6. Ономастическая лексика закономерно относится к реалиям (безэквивалентной лексике). При передаче аллюзивных реалий в языке перевода первостепенное значение приобретает известность источника ассоциаций, содержащихся в данных именах, для носителя языка перевода.

Вторая глава называется «Топонимы в лингвокультурологическом аспекте».

Язык лингвокультурного сообщества интегрируется в его материальную и духовную культуру. Древнейшее мифологическое сознание характеризуется синкретизмом, то есть единством и неотделимостью предмета и его имени. Первые (древние) имена собственные выступали в качестве названий (именований) «по природе», они ассоциировались только с конкретным предметом: в терминологии А. Гардинера это наименования, имеющие «воплощенный» характер. Географическое значение топонима – это его прямое, обязательное значение, без которого нет топонима. Предметом анализа в данной главе является не это первичное значение, а прагматическое содержание, условия формирования прагматических созначений и их динамика.

В классической английской литературе адрес персонажа всегда рассматривался как показатель социально-имущественного статуса, что обусловлено социально-историческими условиями, общественно-культурной ситуацией. Так, в рассказе Дж. Апдайка «Of the farm» лаконичная характеристика “the stiffish Park Avenue couple” содержит намек на высокий социальный статус чопорной и высокомерной супружеской пары.

Признак престижности, связанный с топонимикой, мобилен: представление о престижном адресе меняется с течением времени. Если в конце Х1Х – начале ХХ вв. массовый характер имело стремление людей в промышленные города за своей «американской мечтой» (и такая социальная ситуация эпохи урбанизации описана, например, Т. Драйзером в романе «Сестра Кэрри»), то к середине ХХ в. положение изменилось.

Топонимы справедливо называют «вдвойне социальными знаками», которые хранят память об исконной мотивировке наречения. Занимая промежуточное положение между миром материальных объектов и духовным миром, они наиболее интересны для лингвокультурологии и лингвопрагматики.

Основным параметром топонимической системы является зависимость от социокультурных особенностей. Именно в силу этого ойконимы и урбанонимы сущностно мотивированы и эта мотивированность ощущается и в синхронии. Так, Староконюшенный переулок в Москве сохранился с того времени, когда там были домишки дворцовой конюшенной слободы. Кривоколенный переулок действительно «заслужил» это название, ибо два раза он изгибается под прямым углом.

Представленные сведения:

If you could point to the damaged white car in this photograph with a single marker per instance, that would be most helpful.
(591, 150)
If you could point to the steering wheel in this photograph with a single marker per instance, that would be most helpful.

Задание к упражнению: Перепишите дословно фрагмент текста о топонимах, начиная со слов «6. Ономастическая лексика» и заканчивая словами «носителя языка перевода.».

Решение задания:
6. Ономастическая лексика закономерно относится к реалиям (безэквивалентной лексике). При передаче аллюзивных реалий в языке перевода первостепенное значение приобретает известность источника ассоциаций, содержащихся в данных именах, для носителя языка перевода.